● **INSTRUCTIONS FOR THE TASK**: Identify every line in the rows below that contains the string "sheepdog", matching case exactly, and copy each such line in full.

Point placement records:
------------------------------------------------

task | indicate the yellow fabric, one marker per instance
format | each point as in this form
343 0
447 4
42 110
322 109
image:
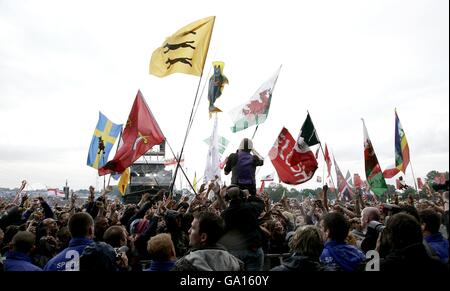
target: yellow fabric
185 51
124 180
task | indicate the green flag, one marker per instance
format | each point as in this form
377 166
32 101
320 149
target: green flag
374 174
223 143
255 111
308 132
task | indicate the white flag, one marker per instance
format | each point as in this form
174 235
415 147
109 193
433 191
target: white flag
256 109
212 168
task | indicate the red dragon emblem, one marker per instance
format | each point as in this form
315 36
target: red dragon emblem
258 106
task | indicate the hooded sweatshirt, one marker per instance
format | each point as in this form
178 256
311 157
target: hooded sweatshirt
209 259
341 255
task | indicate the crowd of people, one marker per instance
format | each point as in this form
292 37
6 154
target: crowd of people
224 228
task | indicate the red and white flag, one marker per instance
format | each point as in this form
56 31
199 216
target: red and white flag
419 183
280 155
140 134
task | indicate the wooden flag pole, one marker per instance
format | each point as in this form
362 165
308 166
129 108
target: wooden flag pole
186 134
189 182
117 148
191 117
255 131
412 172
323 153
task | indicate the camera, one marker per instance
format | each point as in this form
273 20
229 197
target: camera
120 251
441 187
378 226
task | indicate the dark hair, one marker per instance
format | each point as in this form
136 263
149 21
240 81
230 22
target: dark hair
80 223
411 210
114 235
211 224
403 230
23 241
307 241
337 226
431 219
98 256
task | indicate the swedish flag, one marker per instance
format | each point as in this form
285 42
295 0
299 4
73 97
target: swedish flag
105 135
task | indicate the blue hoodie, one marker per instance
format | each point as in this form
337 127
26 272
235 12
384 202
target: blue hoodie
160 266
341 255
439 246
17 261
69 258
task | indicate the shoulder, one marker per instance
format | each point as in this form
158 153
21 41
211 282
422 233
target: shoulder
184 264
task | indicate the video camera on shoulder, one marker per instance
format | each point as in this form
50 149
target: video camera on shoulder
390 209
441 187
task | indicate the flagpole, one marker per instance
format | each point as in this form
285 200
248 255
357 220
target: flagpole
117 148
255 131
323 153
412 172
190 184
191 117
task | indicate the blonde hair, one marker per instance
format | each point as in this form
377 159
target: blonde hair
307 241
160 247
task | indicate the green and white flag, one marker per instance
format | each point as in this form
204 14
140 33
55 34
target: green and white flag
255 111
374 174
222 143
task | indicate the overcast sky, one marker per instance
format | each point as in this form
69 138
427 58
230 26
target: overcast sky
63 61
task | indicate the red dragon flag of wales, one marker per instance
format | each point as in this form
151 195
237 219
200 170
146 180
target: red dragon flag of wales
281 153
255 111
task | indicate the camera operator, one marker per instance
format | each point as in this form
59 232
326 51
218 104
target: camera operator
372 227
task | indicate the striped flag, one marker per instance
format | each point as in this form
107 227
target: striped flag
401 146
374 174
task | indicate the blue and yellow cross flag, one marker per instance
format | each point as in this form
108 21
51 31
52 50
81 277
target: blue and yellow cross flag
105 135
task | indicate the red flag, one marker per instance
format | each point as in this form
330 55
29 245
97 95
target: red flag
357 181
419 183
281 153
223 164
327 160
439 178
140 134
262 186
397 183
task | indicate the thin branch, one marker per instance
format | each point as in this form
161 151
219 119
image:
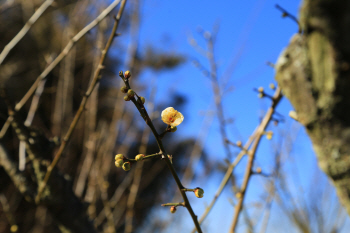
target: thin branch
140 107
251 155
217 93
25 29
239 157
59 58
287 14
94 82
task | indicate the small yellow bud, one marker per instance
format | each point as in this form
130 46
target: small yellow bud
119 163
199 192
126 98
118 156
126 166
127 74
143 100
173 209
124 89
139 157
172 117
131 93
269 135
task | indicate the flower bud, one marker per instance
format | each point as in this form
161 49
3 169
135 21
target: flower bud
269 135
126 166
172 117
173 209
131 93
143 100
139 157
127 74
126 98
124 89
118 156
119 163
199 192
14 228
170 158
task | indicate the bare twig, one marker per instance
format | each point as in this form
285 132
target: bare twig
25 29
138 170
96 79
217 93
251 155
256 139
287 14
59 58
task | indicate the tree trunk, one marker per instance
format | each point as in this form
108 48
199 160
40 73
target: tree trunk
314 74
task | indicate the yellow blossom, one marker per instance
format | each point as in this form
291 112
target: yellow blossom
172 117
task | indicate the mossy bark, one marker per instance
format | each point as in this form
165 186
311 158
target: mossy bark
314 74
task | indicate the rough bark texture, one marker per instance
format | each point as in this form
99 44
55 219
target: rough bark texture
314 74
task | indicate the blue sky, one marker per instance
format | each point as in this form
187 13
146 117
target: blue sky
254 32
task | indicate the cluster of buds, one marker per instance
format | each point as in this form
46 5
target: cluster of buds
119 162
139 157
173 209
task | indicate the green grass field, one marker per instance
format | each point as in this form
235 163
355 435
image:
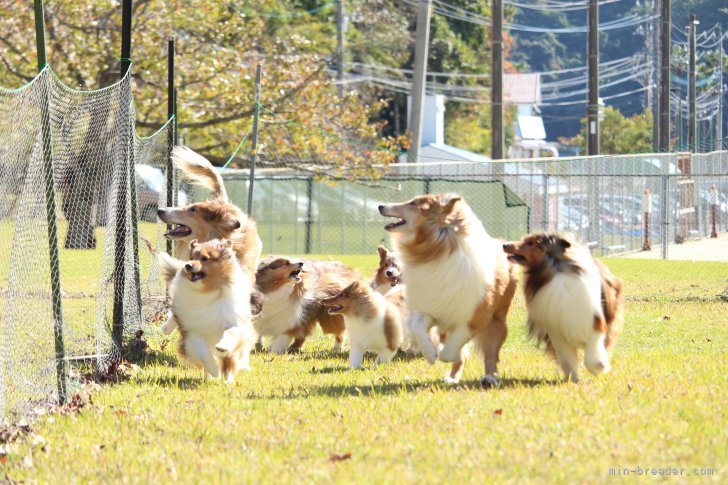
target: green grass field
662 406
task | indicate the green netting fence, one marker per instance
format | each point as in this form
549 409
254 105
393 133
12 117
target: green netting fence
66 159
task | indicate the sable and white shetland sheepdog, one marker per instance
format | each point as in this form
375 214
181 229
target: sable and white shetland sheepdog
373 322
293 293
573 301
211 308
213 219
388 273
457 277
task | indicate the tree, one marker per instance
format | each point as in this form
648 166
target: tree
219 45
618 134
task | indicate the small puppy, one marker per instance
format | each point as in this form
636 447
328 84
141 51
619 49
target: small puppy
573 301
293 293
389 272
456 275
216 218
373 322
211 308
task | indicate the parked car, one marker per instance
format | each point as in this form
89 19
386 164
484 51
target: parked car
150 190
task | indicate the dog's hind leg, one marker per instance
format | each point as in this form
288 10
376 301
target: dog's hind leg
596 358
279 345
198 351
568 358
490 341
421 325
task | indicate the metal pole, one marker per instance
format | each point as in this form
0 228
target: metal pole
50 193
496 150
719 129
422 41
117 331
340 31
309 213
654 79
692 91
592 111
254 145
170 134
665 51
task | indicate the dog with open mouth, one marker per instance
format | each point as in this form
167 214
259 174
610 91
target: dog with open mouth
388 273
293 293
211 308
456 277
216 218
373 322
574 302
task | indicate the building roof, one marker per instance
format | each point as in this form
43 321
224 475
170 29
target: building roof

------------------------------------------------

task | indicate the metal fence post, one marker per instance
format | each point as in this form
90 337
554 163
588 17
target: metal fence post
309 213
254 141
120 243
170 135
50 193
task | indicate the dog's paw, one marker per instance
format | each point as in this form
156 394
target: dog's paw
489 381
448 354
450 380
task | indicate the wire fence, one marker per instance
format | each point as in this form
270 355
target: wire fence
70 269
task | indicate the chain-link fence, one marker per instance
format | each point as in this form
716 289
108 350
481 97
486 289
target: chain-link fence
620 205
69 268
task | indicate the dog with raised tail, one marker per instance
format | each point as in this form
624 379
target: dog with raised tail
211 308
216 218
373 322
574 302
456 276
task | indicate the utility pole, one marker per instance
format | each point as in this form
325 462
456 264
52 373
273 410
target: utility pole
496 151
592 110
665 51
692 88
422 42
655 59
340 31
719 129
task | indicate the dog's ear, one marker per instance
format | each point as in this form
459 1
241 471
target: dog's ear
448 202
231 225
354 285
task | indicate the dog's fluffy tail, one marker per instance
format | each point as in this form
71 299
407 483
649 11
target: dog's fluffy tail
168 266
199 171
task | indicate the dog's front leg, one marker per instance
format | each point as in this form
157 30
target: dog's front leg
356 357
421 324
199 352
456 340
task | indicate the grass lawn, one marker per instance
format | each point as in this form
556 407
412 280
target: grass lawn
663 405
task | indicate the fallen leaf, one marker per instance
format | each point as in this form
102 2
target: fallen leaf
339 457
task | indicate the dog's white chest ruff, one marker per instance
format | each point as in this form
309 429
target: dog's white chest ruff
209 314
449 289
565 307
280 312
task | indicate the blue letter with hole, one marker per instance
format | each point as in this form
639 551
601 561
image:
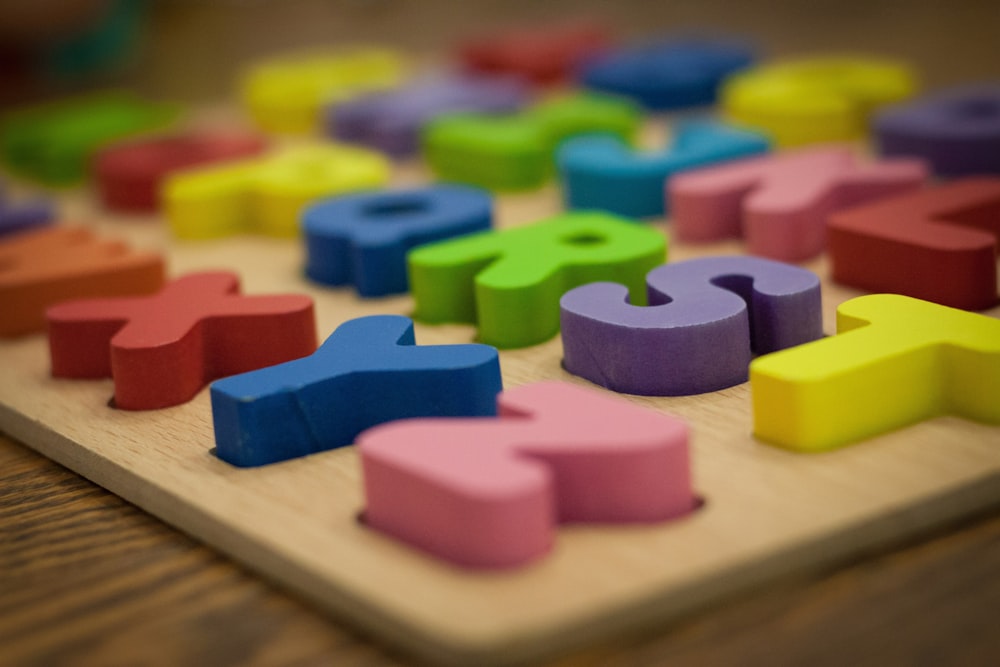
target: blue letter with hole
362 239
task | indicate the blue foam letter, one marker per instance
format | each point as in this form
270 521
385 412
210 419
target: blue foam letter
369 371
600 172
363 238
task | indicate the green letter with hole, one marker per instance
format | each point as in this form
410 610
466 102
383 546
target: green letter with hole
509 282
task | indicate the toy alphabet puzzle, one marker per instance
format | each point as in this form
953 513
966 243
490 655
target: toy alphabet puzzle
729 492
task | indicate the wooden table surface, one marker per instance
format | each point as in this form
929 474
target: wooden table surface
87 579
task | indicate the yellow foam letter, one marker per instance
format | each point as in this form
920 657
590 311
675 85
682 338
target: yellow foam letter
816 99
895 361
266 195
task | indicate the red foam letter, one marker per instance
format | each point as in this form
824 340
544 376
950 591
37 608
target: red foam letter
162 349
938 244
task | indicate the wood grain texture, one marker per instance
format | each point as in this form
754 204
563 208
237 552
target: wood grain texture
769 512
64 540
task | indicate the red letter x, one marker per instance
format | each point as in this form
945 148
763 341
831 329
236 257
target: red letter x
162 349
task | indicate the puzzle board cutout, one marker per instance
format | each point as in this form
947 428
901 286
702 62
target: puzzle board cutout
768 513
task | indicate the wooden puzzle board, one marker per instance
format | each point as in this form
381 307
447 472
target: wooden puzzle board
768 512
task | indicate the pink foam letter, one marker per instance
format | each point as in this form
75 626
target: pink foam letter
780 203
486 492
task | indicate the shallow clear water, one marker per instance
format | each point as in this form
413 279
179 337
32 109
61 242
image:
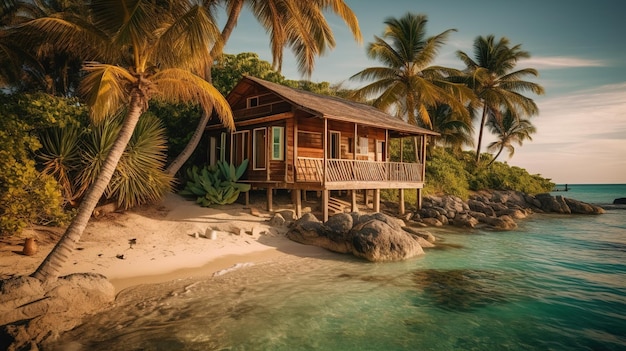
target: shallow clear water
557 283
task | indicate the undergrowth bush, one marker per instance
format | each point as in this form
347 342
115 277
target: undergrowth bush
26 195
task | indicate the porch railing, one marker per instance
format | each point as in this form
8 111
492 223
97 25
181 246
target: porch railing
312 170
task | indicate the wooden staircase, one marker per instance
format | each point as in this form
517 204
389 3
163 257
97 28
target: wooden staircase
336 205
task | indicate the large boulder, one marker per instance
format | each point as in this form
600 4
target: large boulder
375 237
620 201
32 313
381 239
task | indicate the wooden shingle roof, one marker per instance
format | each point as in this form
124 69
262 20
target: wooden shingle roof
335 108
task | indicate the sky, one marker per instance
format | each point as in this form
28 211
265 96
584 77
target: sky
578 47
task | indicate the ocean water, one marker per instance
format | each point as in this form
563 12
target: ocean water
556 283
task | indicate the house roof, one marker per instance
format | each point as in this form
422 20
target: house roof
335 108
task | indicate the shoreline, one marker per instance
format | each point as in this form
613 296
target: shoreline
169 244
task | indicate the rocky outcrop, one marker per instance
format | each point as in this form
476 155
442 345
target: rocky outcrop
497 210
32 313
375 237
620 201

------------------------------------------------

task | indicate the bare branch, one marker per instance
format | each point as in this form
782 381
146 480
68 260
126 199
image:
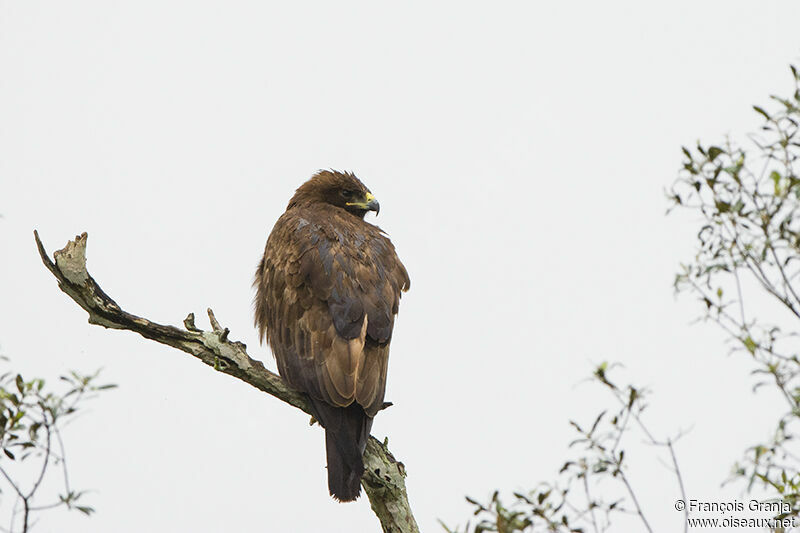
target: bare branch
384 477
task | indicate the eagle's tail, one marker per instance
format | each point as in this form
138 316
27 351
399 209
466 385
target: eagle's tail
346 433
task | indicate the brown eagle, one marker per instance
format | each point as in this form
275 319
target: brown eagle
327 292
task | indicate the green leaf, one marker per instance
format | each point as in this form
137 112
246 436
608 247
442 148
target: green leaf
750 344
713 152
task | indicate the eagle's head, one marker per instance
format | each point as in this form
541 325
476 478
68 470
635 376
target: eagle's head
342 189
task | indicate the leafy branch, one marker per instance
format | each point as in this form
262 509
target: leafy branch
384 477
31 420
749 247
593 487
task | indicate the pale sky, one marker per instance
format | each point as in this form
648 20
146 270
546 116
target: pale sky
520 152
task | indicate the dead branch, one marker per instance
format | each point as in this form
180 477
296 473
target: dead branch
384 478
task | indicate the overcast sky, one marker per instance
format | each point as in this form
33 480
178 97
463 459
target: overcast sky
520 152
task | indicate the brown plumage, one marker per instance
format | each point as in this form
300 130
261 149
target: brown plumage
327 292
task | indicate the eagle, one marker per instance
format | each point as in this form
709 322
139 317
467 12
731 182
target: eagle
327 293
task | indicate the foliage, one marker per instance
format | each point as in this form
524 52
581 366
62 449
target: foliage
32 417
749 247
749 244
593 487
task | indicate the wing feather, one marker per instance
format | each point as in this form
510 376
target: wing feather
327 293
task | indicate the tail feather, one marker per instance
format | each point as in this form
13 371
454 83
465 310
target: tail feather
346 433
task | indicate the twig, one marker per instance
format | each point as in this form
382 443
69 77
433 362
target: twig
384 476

------------------------------------------------

● **TASK RESPONSE**:
task | indicate the sable and white shetland sheepdog, one marker per instance
target: sable and white shetland sheepdog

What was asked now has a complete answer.